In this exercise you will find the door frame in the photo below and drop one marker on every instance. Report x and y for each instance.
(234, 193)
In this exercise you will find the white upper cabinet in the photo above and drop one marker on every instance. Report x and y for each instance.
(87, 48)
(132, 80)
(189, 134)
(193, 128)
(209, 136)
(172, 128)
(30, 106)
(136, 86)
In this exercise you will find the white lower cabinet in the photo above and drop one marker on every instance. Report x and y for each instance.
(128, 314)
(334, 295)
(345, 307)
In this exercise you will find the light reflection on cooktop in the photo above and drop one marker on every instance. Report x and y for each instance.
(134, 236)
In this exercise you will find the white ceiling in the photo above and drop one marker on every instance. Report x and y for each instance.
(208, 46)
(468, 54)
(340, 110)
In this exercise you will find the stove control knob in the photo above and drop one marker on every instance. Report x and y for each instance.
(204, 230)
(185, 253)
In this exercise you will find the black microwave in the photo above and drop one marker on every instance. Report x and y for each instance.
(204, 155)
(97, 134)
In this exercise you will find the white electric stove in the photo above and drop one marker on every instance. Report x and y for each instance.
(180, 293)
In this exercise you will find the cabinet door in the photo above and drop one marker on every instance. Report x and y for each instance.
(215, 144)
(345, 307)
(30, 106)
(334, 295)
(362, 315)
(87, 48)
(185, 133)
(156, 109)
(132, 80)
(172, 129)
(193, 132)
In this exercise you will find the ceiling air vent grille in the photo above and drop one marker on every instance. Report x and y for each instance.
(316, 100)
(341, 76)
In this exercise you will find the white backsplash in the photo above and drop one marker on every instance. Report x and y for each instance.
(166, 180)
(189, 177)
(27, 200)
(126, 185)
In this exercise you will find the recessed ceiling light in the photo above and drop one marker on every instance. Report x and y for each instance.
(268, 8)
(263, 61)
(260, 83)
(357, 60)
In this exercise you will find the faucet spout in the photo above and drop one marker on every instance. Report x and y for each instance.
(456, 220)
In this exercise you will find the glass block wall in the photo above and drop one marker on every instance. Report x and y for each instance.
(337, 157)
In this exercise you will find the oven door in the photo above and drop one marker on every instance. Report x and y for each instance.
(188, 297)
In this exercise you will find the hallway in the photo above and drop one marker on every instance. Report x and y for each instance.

**ACTION ITEM:** Reproduce each record exactly, leaving nothing out.

**ANSWER TO THE PROBLEM:**
In this exercise you will find the door frame in the photo below and drop one marker on every instance. Report x and y for each instance.
(234, 193)
In this exercise you will find the white upper cabinet in the photo above and drop one marker on every instance. Report x and y for each instance.
(87, 48)
(132, 80)
(189, 134)
(193, 128)
(209, 136)
(172, 128)
(30, 106)
(136, 86)
In this exercise you will find the white lower cabinet in the photo above and drop one marker on every instance. Report x and y for each instance.
(128, 314)
(334, 295)
(345, 307)
In this exercise you will find the light reflection on cooktop in the photo above and drop one marker on every instance. Report x and y for each instance.
(134, 236)
In this exercise you will find the white ceiling in the photo above and drop one marker on every instance. Report x and y for each instance.
(208, 46)
(468, 54)
(340, 110)
In this exercise you will find the stove control knob in the photo above and drop one marker on every instance. Report x and y for each instance.
(204, 230)
(185, 253)
In this exercise you will find the black microwave in the photo above and drop one marker on every instance. Report x and y for each instance.
(204, 155)
(97, 134)
In this exercise you will find the white electric stove in the photo above and drop one marker on every instance. Report x and y for each instance.
(180, 293)
In this exercise you will find the cabinet door in the photo above and drop one marker on every instance. Report x and y for each instance.
(215, 144)
(345, 307)
(30, 106)
(334, 295)
(362, 315)
(87, 48)
(185, 133)
(156, 109)
(132, 80)
(172, 129)
(193, 132)
In this exercise you will find the ceiling air vent grille in the photo above and drop one marker on every instance. Report x and y for each instance.
(316, 100)
(341, 76)
In this exercise you will find the white backsplash in the photo above and drop one marker on every instance. Report x and y for each instance.
(166, 180)
(189, 177)
(27, 200)
(126, 185)
In this exercise you will find the recessed ceiling light in the photo above and drop one marker on every instance. Report x and y for each instance.
(268, 8)
(263, 61)
(260, 83)
(357, 60)
In this exercise you will find the faucet spout in the photo above and drop one marker on every instance. Report x and y for each instance.
(456, 220)
In this exercise you will find the glass block wall in the photo above and drop one marker on every instance. Report x and y for each instance.
(337, 157)
In this exercise you will find the oven door in the photo above and drop one marker on every instance. Report x and y for each instance.
(188, 297)
In this exercise you will find the hallway in the photo above and drop one marker on every instance. Report x and y for each instance.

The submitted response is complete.